:: Records drawn from a data source ::

○ ○ ○ ○ ○ ○ ○

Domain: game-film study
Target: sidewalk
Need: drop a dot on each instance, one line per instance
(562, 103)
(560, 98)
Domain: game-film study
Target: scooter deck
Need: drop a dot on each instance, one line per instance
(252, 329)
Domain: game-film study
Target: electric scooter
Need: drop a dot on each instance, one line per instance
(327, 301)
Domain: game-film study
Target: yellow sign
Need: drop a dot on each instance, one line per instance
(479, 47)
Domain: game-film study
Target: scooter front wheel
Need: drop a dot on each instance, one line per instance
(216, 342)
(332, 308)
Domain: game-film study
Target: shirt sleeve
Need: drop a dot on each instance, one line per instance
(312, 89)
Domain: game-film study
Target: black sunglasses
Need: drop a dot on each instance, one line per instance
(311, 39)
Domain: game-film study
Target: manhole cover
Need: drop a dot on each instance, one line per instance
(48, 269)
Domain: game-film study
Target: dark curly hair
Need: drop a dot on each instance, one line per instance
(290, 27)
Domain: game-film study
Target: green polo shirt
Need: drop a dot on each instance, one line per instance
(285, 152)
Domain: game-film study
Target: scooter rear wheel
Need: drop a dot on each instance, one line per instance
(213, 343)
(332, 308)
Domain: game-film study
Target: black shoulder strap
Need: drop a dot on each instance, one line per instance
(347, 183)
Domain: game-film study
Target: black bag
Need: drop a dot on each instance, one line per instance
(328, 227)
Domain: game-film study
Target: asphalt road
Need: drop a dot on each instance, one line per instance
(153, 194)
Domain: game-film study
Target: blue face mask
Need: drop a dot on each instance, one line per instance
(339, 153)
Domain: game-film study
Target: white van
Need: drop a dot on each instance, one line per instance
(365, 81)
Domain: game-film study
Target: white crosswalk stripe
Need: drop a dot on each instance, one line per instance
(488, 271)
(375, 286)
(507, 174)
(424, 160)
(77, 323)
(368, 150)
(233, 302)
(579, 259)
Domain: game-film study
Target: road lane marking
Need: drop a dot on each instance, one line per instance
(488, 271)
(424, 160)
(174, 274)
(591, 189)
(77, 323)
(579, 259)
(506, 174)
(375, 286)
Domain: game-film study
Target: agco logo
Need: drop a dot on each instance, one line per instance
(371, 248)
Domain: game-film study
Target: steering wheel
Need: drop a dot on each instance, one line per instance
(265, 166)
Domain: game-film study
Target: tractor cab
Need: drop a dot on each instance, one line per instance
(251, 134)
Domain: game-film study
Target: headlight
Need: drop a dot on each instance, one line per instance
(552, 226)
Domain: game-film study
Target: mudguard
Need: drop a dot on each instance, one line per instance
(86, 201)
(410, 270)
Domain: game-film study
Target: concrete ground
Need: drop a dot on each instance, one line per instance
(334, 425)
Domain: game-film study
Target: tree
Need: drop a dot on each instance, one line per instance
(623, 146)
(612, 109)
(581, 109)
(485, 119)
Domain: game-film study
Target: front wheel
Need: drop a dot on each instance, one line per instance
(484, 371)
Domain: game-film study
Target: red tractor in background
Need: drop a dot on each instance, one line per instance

○ ○ ○ ○ ○ ○ ○

List each line in the items above that contains the string "road".

:: Task answer ::
Target: asphalt road
Target: road lane marking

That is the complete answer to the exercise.